**Textauszug**
-*-

«Taste For Darkness» – Raime und Black Rain im Interview

Um die auf Blackest Ever Black erschienene LP mit dem schönen Namen Quarter Turns Over A Living Line gab es schon vor Veröffentlichung Begeisterungstürme. Und der Hype sollte gerechtfertigt sein, wie das Publikum am 9. November 2012 im Südpol Klub Luzern in eher intimer, dafür um so intensiverer Atmosphäre erleben durfte. Produziert wurde das Werk von Joe Andrews und Tom Halstead, besser bekannt als Raime. Neben dem britischen Duo war mit Stuart Argabright aka Black Rain an besagtem Abend ein weiterer Artist des B.E.B. Roosters vertreten. Argabright ist bereits seit Anfang der Achtziger umtriebig in der Industrial-, später auch Techno-Szene unterwegs und veröffentlichte unter anderem auf dem legendären Label Factory Records mit seiner Band Ike Yard ein Album. Zudem wurde der New Yorker von Science-Fiction-Autor William Gibson persönlich auserkoren, den Soundtrack für die nie erschienene Verfilmung seines Buches Neuromancer zu produzieren.

-*-

**Deine Aufgabe**
Kopiere den Textauszug über Raime und Black Rain oben vollständig und wortgetreu.

**Angezeigte Informationen**

-*-

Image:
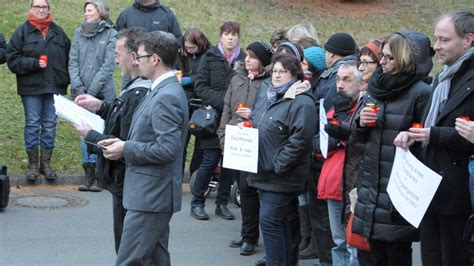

-*-

**Ergebnis der Aufgabe**
«Taste For Darkness» – Raime und Black Rain im Interview

Um die auf Blackest Ever Black erschienene LP mit dem schönen Namen Quarter Turns Over A Living Line gab es schon vor Veröffentlichung Begeisterungstürme. Und der Hype sollte gerechtfertigt sein, wie das Publikum am 9. November 2012 im Südpol Klub Luzern in eher intimer, dafür um so intensiverer Atmosphäre erleben durfte. Produziert wurde das Werk von Joe Andrews und Tom Halstead, besser bekannt als Raime. Neben dem britischen Duo war mit Stuart Argabright aka Black Rain an besagtem Abend ein weiterer Artist des B.E.B. Roosters vertreten. Argabright ist bereits seit Anfang der Achtziger umtriebig in der Industrial-, später auch Techno-Szene unterwegs und veröffentlichte unter anderem auf dem legendären Label Factory Records mit seiner Band Ike Yard ein Album. Zudem wurde der New Yorker von Science-Fiction-Autor William Gibson persönlich auserkoren, den Soundtrack für die nie erschienene Verfilmung seines Buches Neuromancer zu produzieren.